# Required task
Return, unchanged, every line in the rows below that contains the string "burst".

# Records shown
------------------------------------------------------------
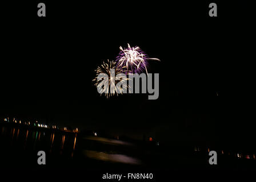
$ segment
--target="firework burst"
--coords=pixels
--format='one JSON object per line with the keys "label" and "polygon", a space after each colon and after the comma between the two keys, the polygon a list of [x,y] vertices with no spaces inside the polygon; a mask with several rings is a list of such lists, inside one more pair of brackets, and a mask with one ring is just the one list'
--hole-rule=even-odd
{"label": "firework burst", "polygon": [[159,61],[155,58],[150,58],[139,47],[123,49],[120,46],[120,52],[117,57],[117,67],[125,70],[126,73],[141,73],[146,71],[147,74],[147,66],[148,60]]}
{"label": "firework burst", "polygon": [[[128,88],[126,82],[129,78],[125,76],[119,75],[124,73],[123,69],[125,68],[117,67],[117,63],[115,61],[110,61],[109,60],[107,60],[107,63],[103,61],[103,64],[95,70],[96,77],[93,80],[93,81],[95,82],[94,85],[96,86],[98,90],[99,90],[101,95],[105,93],[107,98],[115,94],[117,95],[118,95],[118,93],[122,94],[124,90],[126,90]],[[101,73],[106,74],[107,79],[98,80],[98,77]],[[122,87],[116,85],[119,82],[122,83]],[[105,85],[107,86],[105,86]]]}

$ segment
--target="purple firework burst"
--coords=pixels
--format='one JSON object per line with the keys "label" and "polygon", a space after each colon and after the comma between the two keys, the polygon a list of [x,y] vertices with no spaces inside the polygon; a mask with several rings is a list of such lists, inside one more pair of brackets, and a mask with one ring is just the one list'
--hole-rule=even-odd
{"label": "purple firework burst", "polygon": [[146,71],[147,74],[148,56],[139,47],[127,48],[120,46],[120,52],[117,57],[117,67],[122,68],[126,73],[141,73]]}

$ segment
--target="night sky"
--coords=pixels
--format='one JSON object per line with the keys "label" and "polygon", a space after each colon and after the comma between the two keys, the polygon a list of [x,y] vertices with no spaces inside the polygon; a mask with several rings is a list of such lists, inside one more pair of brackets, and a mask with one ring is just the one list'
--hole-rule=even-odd
{"label": "night sky", "polygon": [[[223,5],[222,18],[211,19],[207,2],[163,3],[131,10],[121,2],[47,1],[43,19],[37,9],[14,7],[1,40],[1,116],[140,139],[146,133],[166,141],[250,143],[255,136],[250,11],[232,15],[232,5]],[[149,68],[159,73],[157,100],[146,94],[106,99],[93,85],[97,67],[127,43],[161,60]]]}

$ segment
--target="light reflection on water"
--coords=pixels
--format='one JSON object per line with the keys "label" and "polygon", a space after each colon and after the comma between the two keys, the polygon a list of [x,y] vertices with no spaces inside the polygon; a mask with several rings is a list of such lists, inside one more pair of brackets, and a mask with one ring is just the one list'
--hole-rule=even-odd
{"label": "light reflection on water", "polygon": [[141,164],[140,160],[123,154],[110,154],[91,150],[84,150],[83,154],[87,158],[97,160],[130,164]]}
{"label": "light reflection on water", "polygon": [[[37,131],[31,129],[1,127],[0,146],[6,151],[10,147],[23,150],[42,150],[50,153],[64,150],[73,153],[77,135],[55,133],[50,130]],[[67,143],[68,144],[66,144]],[[71,154],[72,156],[73,154]]]}
{"label": "light reflection on water", "polygon": [[[75,152],[74,151],[81,150],[82,152],[81,154],[85,155],[86,158],[135,165],[142,163],[140,160],[125,155],[127,154],[126,152],[125,154],[123,152],[116,151],[116,147],[133,146],[130,143],[95,136],[84,137],[83,139],[80,138],[79,141],[80,146],[81,143],[83,143],[84,146],[82,148],[77,149],[78,148],[77,134],[66,134],[50,130],[35,130],[34,129],[22,127],[0,128],[0,146],[7,152],[16,150],[21,150],[26,152],[43,150],[53,155],[62,156],[65,155],[73,158]],[[89,147],[93,148],[96,147],[96,148],[87,148],[87,141],[93,142]],[[96,143],[97,144],[95,144]],[[106,148],[108,146],[114,147],[111,148],[111,151],[115,154],[108,154]]]}

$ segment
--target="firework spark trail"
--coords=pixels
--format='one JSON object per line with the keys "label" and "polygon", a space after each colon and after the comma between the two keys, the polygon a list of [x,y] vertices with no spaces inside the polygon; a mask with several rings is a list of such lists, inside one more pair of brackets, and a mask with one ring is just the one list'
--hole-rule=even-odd
{"label": "firework spark trail", "polygon": [[131,47],[129,44],[128,48],[125,49],[120,46],[120,50],[116,59],[117,67],[125,69],[127,74],[140,73],[146,71],[147,75],[147,60],[160,61],[158,59],[149,57],[139,47]]}
{"label": "firework spark trail", "polygon": [[[113,69],[112,72],[111,69]],[[129,86],[125,82],[129,80],[129,78],[125,76],[120,75],[120,73],[124,73],[123,69],[124,68],[122,67],[117,67],[117,62],[114,61],[110,61],[109,60],[107,60],[107,63],[103,61],[103,64],[97,68],[95,70],[96,77],[93,80],[93,81],[95,82],[94,85],[99,89],[101,95],[102,93],[105,93],[105,96],[107,98],[109,98],[115,93],[117,95],[118,95],[118,93],[122,94],[125,90],[127,90]],[[113,71],[114,71],[114,73]],[[108,79],[103,79],[103,80],[100,79],[98,80],[98,77],[101,73],[106,74]],[[114,77],[111,77],[111,75],[114,76]],[[122,83],[122,87],[116,85],[118,82]],[[108,86],[104,86],[107,85]],[[102,86],[103,86],[103,88],[102,88]],[[109,89],[110,89],[110,92]]]}

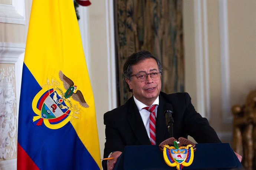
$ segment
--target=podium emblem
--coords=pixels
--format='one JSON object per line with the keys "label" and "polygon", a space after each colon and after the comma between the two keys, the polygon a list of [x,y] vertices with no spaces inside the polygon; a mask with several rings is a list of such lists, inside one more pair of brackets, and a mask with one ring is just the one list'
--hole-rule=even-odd
{"label": "podium emblem", "polygon": [[183,166],[190,165],[194,159],[192,145],[188,144],[186,146],[178,147],[176,143],[174,144],[174,146],[164,145],[163,155],[165,163],[169,166],[176,166],[178,170],[181,170]]}

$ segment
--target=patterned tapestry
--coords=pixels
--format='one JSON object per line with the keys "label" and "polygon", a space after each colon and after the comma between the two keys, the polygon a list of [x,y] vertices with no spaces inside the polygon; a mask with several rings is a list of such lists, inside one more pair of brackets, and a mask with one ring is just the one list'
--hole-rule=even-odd
{"label": "patterned tapestry", "polygon": [[182,0],[115,0],[115,17],[119,105],[132,95],[122,73],[126,58],[148,51],[163,65],[161,91],[184,91]]}

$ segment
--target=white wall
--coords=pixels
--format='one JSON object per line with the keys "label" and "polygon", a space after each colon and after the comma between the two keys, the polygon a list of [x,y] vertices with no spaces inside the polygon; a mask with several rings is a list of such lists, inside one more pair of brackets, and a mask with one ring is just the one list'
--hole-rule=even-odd
{"label": "white wall", "polygon": [[184,1],[185,89],[223,142],[231,108],[256,88],[256,1]]}

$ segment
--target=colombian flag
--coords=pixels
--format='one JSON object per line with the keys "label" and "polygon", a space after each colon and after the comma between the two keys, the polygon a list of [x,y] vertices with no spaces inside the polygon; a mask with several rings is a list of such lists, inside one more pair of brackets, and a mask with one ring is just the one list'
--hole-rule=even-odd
------------------------------------------------------------
# Written solution
--target="firework burst"
{"label": "firework burst", "polygon": [[159,61],[155,58],[150,58],[139,47],[123,49],[120,46],[120,52],[117,57],[117,67],[125,70],[126,73],[141,73],[146,71],[147,74],[147,66],[148,60]]}
{"label": "firework burst", "polygon": [[[128,88],[126,82],[129,78],[125,76],[119,75],[124,73],[123,69],[125,68],[117,67],[117,63],[115,61],[110,61],[109,60],[107,60],[107,63],[103,61],[103,64],[95,70],[96,77],[93,80],[93,81],[95,82],[94,85],[96,86],[98,90],[99,90],[101,95],[105,93],[107,98],[115,94],[117,95],[118,95],[118,93],[122,94],[124,90],[126,90]],[[101,73],[106,74],[107,79],[98,80],[98,77]],[[122,87],[116,85],[119,82],[122,83]],[[105,85],[107,86],[105,86]]]}
--target="purple firework burst"
{"label": "purple firework burst", "polygon": [[146,71],[147,74],[148,56],[139,47],[127,48],[120,46],[120,52],[117,57],[117,67],[122,68],[126,73],[141,73]]}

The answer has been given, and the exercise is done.